## EXTRAIT DU DOCUMENT
··········

Enchaînons avec une autre bonne nouvelle de la semaine : la capacité mondiale de production d’énergie renouvelable (EnR) a augmenté de 50% en 2023. L’Usine nouvelle, reprenant les chiffres de l’Agence Internationale de l’Energie (AIE) précise que le solaire est à l’origine de 75% de cette progression et que la Chine n’y est pas pour rien. Les capacités de production de panneaux solaires photovoltaïque en Chine depuis l’année dernière ont doublé, selon le rapport. L’Empire du milieu a provoqué une surabondance de son offre, entraînant une chute des prix des panneaux chinois de près de moitié au cours de l’année 2023. Si les politiques et les conditions de marché actuelles restent inchangées, le géant asiatique pèsera 60% de la croissance mondiale des capacités d’EnR entre 2023 et 2028. La Chine devrait ajouter plus de 2 000 GW d’EnR à son bouquet d’énergies renouvelables, tandis que le reste du monde ajoutera 1 600 GW. La République populaire pèse lourd, loin devant l’Union européenne (+400 GW), les États-Unis (+350 GW), et l’Inde (+200 GW). Ce qui ne pas sans poser question, car pour reprendre l’expression du Monde, « il y a donc un éléphant dans la pièce » : la Chine. Ce pays est de loin celui qui installe le plus de renouvelables sur son territoire. Mais il est aussi le fournisseur du monde. Il contrôle 80 % de la filière photovoltaïque. « La dépendance du reste du monde est totale », souligne le quotidien du soir. Il est devenu indispensable à la réalisation des objectifs 2030. Fermer ses frontières à la Chine, c’est renoncer à ses ambitions climatiques. Quel formidable arme aux mains d’un pays pas toujours ami…

A propos de souveraineté, les autres ressources problématiques de la semaine concernent les mines et le raffinage. « Les mines, enjeu de souveraineté national face aux réticences locales », d’abord. Car on ne peut pas tout avoir : se plaindre de notre dépendance et refuser l’installation de mines sur son sol car elles seraient peu esthétiques, éventuellement malodorantes et impropres au tourisme ! Mais le choix, en réalité, n’existe pas : sans contrôle de nos mines, pas de souveraineté possible. Et ce qui vaut pour les mines vaut presque plus encore pour le raffinage. Un secteur, là encore, où la Chine possède au moins une décennie d’avance. Le Figaro le rappelle : Pékin a d’ores et déjà décidé d’utiliser sa domination dans les métaux critiques. Sa dernière mesure, celle interdisant d’exporter des technologies liées à l’extraction des terres rares, est révélatrice de l’importance de cette question du raffinage. La Chine dispose de moins de 40% des réserves mondiales de terres rares, mais en extrait 60% et en raffine plus de 90%!  De même, ce pays ne pèse pas beaucoup dans l’extraction du lithium mais il en raffine 70% de la production mondiale. La situation est similaire pour le cobalt, le graphite, le silicium ou même l’aluminium et, dans une moindre mesure, le cuivre et le nickel. Depuis la pandémie de Covid, poursuit Le Figaro, la France a pris conscience de la nécessité de rétablir sa souveraineté industrielle. Cela passe par l’implantation de nouvelles usines en lien avec cette transition énergétique.

··········

## DONNÉES FOURNIES
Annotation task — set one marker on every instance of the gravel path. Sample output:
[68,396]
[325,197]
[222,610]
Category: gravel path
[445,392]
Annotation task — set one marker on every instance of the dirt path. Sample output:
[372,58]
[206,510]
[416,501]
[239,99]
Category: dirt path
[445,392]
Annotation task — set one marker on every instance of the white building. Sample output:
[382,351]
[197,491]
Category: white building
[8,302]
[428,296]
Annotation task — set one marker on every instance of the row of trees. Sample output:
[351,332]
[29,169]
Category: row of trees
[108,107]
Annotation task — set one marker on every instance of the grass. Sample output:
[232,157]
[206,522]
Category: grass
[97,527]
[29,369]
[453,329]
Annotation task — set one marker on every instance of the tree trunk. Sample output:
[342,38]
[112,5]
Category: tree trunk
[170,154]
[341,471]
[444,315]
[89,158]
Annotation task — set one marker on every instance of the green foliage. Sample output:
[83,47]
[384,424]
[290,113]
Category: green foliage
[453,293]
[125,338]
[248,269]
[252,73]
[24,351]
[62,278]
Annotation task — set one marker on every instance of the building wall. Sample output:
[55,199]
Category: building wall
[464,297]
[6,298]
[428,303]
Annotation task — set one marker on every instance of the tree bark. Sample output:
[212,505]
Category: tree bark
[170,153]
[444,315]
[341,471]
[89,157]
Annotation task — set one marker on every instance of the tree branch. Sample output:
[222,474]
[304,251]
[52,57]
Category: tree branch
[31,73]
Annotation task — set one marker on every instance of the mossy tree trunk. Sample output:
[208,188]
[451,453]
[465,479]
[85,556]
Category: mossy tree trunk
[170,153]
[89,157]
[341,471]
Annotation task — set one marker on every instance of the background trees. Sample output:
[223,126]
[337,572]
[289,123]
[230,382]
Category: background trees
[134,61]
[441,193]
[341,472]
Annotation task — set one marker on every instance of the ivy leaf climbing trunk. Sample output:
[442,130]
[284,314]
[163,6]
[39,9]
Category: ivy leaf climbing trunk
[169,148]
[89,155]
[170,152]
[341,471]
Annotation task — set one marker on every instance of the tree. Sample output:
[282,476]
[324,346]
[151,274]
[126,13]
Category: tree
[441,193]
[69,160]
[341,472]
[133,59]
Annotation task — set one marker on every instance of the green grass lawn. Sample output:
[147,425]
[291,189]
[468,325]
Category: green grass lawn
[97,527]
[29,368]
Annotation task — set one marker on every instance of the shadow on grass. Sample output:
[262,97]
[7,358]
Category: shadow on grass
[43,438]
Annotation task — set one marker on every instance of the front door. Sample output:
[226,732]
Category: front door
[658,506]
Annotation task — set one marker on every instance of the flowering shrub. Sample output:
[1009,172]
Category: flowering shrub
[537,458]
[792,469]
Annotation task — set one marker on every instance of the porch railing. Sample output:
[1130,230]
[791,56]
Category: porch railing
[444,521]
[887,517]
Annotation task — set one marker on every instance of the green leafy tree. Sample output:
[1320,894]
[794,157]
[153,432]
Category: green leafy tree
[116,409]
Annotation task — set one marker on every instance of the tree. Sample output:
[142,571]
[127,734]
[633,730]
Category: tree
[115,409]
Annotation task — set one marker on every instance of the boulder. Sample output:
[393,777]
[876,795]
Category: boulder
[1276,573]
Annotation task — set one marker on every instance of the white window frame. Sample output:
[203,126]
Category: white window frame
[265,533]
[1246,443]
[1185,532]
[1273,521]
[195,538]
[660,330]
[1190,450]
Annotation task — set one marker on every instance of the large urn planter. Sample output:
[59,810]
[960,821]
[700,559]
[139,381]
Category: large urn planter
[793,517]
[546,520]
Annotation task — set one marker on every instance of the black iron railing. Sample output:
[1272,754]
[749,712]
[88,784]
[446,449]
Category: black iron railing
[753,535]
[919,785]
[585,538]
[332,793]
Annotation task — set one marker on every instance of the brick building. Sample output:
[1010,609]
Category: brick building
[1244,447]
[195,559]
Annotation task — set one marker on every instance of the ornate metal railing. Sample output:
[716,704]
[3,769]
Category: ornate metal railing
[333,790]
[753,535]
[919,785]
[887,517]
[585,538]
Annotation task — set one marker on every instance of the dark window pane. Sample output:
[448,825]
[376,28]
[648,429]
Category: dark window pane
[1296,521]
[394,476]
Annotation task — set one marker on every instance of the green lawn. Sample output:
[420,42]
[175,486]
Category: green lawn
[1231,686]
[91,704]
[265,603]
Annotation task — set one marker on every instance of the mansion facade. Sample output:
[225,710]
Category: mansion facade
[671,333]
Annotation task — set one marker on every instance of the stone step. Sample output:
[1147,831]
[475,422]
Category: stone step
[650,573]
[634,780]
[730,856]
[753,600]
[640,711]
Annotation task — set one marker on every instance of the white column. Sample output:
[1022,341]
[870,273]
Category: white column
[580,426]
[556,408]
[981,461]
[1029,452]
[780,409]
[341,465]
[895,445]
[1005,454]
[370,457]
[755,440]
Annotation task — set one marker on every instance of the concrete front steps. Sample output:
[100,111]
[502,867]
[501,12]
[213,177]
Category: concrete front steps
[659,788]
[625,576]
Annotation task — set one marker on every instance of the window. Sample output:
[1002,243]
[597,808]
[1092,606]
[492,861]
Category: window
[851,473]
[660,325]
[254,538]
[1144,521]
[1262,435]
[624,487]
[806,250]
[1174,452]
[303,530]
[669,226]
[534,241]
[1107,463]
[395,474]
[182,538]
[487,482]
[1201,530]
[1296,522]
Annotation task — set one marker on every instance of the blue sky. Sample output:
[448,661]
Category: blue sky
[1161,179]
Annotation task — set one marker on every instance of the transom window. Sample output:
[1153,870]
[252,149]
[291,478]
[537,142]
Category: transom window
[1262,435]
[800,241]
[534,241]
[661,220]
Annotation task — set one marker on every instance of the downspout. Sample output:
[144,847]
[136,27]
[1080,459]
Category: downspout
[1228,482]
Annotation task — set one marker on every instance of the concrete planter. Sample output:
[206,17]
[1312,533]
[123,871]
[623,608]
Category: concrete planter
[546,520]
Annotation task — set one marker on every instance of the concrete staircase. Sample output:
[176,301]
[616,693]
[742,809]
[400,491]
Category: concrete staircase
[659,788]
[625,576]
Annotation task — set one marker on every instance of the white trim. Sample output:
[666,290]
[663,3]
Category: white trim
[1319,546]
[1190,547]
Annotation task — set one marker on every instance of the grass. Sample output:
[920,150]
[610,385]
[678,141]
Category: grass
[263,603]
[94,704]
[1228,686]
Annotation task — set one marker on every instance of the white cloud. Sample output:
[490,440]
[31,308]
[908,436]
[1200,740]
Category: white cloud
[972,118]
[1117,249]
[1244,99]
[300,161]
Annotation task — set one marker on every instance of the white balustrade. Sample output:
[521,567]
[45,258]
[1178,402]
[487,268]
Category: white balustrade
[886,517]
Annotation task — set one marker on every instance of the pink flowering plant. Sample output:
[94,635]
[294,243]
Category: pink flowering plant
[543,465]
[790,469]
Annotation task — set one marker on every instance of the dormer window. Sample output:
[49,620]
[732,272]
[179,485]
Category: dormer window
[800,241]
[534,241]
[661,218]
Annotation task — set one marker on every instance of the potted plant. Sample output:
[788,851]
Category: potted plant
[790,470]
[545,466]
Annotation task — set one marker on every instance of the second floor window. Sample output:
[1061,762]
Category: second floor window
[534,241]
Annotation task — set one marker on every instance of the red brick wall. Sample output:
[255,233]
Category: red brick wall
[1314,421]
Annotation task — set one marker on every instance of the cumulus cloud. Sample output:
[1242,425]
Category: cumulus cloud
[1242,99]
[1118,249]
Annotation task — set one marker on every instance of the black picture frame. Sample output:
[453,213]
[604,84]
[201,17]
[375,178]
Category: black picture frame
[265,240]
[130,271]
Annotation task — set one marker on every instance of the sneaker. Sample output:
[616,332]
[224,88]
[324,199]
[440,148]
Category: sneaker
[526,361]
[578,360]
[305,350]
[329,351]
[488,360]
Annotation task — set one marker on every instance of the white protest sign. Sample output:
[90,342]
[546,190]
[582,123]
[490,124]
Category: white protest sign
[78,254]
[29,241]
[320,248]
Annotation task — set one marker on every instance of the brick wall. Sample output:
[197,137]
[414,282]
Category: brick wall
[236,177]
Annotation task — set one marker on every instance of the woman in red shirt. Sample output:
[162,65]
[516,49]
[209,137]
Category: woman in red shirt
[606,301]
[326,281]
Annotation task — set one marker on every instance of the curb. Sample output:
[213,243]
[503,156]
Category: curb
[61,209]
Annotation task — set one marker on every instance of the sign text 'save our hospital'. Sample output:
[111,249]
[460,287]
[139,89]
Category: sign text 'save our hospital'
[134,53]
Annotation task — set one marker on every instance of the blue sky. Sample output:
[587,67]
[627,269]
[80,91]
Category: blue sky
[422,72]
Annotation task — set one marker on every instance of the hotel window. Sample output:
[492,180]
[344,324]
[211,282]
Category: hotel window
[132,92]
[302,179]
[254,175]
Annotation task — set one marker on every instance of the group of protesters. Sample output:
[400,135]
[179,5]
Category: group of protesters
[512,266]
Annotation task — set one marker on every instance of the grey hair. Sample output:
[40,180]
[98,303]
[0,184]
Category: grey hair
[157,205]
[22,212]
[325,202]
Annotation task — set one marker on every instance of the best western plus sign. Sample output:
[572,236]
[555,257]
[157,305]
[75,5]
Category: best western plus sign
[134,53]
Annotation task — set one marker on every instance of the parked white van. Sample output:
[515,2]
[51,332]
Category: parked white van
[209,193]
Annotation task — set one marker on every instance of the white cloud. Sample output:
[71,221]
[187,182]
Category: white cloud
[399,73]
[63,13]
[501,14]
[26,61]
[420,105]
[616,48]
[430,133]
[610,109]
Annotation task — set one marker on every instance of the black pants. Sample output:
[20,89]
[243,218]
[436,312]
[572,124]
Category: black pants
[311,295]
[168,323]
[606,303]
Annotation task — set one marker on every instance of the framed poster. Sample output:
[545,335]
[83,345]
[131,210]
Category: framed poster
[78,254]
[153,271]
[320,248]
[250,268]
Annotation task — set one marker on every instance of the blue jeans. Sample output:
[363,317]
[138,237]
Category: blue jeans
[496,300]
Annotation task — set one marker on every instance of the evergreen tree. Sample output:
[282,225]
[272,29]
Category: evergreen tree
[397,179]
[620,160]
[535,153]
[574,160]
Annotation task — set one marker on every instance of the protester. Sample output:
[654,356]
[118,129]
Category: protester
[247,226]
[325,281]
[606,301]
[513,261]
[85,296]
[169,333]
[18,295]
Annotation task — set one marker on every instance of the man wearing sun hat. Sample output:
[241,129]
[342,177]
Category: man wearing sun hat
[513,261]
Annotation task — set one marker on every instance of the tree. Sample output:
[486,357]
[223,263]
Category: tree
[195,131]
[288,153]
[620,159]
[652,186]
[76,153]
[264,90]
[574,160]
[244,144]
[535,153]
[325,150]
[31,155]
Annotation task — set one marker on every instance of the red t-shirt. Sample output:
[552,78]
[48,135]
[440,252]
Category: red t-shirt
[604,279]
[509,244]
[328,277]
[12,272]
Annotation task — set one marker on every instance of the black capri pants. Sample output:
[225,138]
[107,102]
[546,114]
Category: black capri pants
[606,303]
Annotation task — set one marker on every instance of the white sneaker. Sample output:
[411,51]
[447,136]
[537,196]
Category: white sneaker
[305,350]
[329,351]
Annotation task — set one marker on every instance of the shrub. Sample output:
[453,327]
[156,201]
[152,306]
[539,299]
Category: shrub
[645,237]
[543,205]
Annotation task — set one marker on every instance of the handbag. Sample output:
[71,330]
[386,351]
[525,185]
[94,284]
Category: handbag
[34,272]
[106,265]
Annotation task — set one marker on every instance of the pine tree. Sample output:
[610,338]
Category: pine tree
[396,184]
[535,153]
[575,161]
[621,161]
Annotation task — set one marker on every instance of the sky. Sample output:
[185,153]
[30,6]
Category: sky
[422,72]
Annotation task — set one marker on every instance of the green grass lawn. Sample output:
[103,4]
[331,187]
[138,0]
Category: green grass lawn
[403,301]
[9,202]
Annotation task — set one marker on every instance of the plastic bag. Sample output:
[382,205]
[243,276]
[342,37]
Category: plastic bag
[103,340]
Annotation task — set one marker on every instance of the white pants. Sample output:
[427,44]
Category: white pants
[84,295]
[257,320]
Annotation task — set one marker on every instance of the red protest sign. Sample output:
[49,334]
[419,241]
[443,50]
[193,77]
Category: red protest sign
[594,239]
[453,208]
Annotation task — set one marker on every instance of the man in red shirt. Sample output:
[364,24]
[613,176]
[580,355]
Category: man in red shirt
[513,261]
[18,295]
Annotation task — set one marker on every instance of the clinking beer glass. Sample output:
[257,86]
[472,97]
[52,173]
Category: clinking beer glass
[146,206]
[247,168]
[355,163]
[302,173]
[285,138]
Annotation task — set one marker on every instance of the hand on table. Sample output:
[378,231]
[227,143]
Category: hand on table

··········

## CONSIGNES
1. Veuillez reformuler sous forme de liste le paragraphe de l'extrait sur la Chine et les énergies renouvelables qui commence par « A propos de souveraineté », en gardant ses faits essentiels.
2. Prolongez l'extrait sur la Chine et les énergies renouvelables en reprenant après sa dernière phrase.
Ces données forment un matériel distinct de l'extrait.

## CORRIGÉS
1.
- Les mines et le raffinage sont d'autres ressources problématiques liées à la souveraineté.
- Les mines sont un enjeu de souveraineté nationale malgré les réticences locales : on les juge peu esthétiques, parfois malodorantes et impropres au tourisme. Pourtant, sans contrôle des mines, aucune souveraineté n'est possible.
- Le raffinage compte presque plus encore, et la Chine y a au moins une décennie d'avance.
- Selon Le Figaro, Pékin a décidé d'utiliser sa domination dans les métaux critiques. Sa dernière mesure interdit d'exporter des technologies liées à l'extraction des terres rares.
- Pour les terres rares, la Chine détient moins de 40 % des réserves mondiales, mais elle en extrait 60 % et en raffine plus de 90 %.
- Pour le lithium, la Chine pèse peu dans l'extraction, mais elle raffine 70 % de la production mondiale.
- La situation est similaire pour le cobalt, le graphite, le silicium et l'aluminium, et dans une moindre mesure pour le cuivre et le nickel.
- Depuis la pandémie de Covid, la France a pris conscience de la nécessité de rétablir sa souveraineté industrielle. Cela passe par de nouvelles usines liées à la transition énergétique.

2.
Les nouveautés de la semaine (et de l’année 2024), se sont aussi la réutilisation des eaux usées dans l’agriculture et la généralisation du tri des biodéchets. Depuis le 28 décembre 2023, les agriculteurs peuvent, dans certaines conditions, utiliser l’eau usée pour arroser leurs plantations. C’est très encadré, cela nécessite une autorisation administrative, mais c’est l’une des mesures du « plan eau » qui se met en place, raconte Libération. Avant de pouvoir vendre ses salades aux eaux usées, l’agriculteur devra, entre autres, les laver à l’eau potable. Une technique utilisée de longue date en Israël, où cela fonctionne fort bien. Quant au tri des biodéchets, si vous avez de la chance, vous avez déjà dû admirer ces poubelles marrons qui se multiplient : depuis le 1er janvier, il est même obligatoire de les trier. Petit problème, nous dit Le Monde reprenant le dernier rapport de l’ADEME, « moins d’un Français sur trois devrait bénéficier d’une solution de tri à la source des biodéchets au début de l’année, comme le prévoit pourtant la loi ». Le retard est tel que l’objectif assumé par l’Etat est seulement de couvrir 40 % de la population (27 millions de personnes) d’ici à la fin 2024. L’obligation figure pourtant dans la loi (pour la croissance verte) depuis 2015 et l’échéance du 31 décembre 2023, fixée par la directive européenne sur les déchets en 2018, a été transposée dans le droit français par la loi « anti gaspillage et pour une économie circulaire » (AGEC) de 2020. Comme s’interrogent Les Echos: « Mais où sont les poubelles marrons ? » il faut dire que cette collecte est complexe : le bio déchet, cela ne peut rester longtemps dans la poubelle du fait des odeurs et du pourrissement. Donc un gros défi, qui suppose des investissements et des priorisations.

Le durcissement de la semaine est à trouver du côté du Nutriscore, ce qui ne fait pas que des ravis. L’Usine Nouvelle l’annonce : afin de mieux lutter contre les aliments ultratransformés (AUT), les excès de sucres, de graisses et de sels sont désormais plus durement notés. Le mode de calcul du Nutri-Score devient en effet plus exigeant en 2024. À compter du 1er janvier, mais assorties d’une période de transition de deux ans pour permettre la mise à jour des emballages, « les modifications portent à la fois sur les aliments solides et les boissons, afin de mieux coller aux recommandations nutritionnelles, comme le fait de consommer plus de fruits et légumes, ou moins de produits sucrés ».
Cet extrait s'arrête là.